• _WHAT NEEDS TO BE DONE_:
Extract each line of the rows below that contains the word "white", and copy those lines unchanged.

• _PROVIDED MATERIAL_:
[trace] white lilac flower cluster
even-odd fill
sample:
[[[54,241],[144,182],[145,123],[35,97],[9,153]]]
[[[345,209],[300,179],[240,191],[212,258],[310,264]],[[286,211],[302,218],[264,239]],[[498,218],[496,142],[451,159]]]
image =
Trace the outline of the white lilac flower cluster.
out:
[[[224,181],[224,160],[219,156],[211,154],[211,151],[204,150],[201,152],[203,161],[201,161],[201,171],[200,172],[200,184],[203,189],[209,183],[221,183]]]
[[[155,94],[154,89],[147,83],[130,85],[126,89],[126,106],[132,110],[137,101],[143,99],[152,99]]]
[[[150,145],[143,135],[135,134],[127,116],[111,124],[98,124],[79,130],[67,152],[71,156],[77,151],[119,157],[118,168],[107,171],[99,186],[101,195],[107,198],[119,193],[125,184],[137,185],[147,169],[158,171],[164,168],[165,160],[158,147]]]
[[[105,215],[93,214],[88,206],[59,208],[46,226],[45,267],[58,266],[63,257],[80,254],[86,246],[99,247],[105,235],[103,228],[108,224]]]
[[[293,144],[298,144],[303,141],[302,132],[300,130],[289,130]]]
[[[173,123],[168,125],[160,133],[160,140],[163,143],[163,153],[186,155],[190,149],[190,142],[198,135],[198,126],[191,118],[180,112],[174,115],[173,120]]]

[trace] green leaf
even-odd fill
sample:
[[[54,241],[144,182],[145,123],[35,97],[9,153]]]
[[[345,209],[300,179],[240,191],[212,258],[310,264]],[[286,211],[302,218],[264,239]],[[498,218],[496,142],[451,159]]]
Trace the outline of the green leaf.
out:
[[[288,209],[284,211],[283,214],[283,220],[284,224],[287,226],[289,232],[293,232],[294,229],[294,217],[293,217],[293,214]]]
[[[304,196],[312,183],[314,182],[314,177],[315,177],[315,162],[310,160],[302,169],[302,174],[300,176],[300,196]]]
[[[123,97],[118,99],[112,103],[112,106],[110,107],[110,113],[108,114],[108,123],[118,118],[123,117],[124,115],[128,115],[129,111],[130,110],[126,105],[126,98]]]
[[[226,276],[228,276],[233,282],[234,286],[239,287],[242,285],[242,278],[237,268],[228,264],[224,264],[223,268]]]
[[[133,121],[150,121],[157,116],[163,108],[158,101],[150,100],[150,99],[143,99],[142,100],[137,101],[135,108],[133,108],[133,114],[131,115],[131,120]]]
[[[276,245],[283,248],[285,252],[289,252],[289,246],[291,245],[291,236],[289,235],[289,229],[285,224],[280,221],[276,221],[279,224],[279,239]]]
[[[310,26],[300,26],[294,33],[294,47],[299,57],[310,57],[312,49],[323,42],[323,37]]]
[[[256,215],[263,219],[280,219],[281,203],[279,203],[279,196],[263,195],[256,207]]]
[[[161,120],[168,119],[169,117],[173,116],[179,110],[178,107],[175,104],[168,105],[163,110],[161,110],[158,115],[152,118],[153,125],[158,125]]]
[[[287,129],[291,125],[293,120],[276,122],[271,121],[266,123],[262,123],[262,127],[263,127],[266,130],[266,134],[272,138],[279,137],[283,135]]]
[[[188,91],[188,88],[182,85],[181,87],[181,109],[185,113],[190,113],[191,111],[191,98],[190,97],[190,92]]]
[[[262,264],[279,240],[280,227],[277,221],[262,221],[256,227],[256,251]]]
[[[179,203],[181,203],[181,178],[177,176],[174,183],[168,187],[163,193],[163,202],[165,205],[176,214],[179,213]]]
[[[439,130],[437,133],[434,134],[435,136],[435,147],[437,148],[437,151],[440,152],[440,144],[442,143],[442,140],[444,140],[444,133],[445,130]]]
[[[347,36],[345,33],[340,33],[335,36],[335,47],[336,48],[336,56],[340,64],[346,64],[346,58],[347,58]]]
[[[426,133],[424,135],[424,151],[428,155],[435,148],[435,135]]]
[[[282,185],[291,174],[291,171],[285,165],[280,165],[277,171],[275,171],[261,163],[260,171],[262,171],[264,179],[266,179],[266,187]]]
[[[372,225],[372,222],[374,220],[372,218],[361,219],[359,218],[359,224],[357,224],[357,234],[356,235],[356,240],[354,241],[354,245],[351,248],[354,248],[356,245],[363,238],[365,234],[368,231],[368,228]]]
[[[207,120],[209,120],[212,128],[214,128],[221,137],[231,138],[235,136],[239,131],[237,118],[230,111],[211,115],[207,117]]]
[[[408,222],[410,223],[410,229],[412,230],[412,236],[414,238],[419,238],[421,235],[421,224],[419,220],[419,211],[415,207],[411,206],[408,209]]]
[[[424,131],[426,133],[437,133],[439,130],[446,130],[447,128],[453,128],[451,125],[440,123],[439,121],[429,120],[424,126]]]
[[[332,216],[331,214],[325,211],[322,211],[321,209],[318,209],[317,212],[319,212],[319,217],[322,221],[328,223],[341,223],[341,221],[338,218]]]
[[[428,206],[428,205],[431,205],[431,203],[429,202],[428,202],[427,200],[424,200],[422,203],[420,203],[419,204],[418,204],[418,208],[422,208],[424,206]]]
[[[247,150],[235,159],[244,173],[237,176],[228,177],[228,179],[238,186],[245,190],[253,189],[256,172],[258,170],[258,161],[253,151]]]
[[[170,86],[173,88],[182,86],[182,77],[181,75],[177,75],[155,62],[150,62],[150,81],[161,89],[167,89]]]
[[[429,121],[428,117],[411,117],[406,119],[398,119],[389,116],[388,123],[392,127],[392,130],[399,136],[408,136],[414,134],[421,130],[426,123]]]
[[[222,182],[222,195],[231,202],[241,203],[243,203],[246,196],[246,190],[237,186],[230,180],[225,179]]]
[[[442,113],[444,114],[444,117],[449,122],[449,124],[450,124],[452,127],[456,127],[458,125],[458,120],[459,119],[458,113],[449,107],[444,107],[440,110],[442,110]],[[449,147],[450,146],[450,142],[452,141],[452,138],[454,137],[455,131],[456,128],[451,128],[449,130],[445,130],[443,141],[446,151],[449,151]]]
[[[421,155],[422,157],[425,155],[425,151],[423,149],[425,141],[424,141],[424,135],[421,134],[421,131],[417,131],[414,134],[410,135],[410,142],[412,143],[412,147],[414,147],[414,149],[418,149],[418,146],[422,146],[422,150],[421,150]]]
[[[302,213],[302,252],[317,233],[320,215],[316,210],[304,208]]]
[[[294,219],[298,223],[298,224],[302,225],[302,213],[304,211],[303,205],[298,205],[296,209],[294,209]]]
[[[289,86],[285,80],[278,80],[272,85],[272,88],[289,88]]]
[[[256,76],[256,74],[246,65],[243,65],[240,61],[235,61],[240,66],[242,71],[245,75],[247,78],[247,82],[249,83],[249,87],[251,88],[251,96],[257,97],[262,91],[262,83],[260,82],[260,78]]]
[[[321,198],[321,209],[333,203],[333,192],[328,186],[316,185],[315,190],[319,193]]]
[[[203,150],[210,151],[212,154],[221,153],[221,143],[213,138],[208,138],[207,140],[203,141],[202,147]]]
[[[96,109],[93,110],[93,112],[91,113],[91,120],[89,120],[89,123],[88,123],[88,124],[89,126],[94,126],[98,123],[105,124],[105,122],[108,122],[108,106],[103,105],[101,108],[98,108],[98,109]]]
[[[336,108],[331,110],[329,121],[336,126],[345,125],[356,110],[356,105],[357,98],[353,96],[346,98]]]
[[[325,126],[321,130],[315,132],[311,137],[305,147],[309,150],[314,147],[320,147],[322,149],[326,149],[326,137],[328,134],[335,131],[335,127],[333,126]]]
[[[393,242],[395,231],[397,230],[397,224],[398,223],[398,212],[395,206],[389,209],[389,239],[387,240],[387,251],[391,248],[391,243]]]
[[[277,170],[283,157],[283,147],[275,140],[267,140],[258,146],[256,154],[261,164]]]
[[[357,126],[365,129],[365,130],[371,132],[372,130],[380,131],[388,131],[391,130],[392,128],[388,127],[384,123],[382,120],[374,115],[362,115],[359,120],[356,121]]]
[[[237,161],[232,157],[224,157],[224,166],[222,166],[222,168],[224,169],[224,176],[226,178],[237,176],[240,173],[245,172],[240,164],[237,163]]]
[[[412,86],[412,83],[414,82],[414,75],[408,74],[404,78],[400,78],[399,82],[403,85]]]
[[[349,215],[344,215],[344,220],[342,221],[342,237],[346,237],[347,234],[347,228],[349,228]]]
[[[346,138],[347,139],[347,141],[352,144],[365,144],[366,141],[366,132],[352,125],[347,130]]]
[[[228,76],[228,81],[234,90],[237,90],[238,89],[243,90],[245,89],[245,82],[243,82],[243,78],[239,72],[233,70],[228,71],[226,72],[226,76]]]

• _CORRECT OUTPUT_:
[trace] white lilac flower cluster
Trace the outline of the white lilac flower cluster.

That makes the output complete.